#### [TASK PROMPT]
Rewrite every row below in full, shifting each pixel coordinate in the answers by -43 and leaving all other text unchanged. Omit the pictures.

#### [THE DATA]

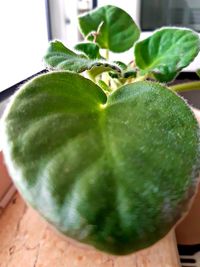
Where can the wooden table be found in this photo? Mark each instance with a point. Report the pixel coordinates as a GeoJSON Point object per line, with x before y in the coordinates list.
{"type": "Point", "coordinates": [26, 240]}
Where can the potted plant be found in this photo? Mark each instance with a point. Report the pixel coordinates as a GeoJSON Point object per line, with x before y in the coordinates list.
{"type": "Point", "coordinates": [105, 151]}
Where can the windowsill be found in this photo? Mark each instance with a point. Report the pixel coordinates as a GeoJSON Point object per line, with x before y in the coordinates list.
{"type": "Point", "coordinates": [27, 240]}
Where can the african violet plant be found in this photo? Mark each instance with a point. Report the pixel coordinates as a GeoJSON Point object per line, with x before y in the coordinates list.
{"type": "Point", "coordinates": [104, 150]}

#### [REPLY TO THE EXERCISE]
Where can the wooden table be found in this photo? Mark each instance with a point. Report the pixel coordinates as a GeoJSON Point object per line, with x before y in the coordinates list.
{"type": "Point", "coordinates": [-17, 197]}
Where can the potted plant be found in this photo? Mark each instance with a point. Report the pixel coordinates as a GeoJSON Point object per line, with x before y in the coordinates list.
{"type": "Point", "coordinates": [62, 108]}
Where can the windowsill be found in this photo? Mark each instance with a point. Report the pixel coordinates as a GeoJSON Point object per line, with x before y in the coordinates list.
{"type": "Point", "coordinates": [-16, 197]}
Where can the african violet plant be found in this photo? Mark each instance with a point. Report the pixel coordinates as a GeoJSON Point object per line, with x before y in the coordinates list.
{"type": "Point", "coordinates": [61, 107]}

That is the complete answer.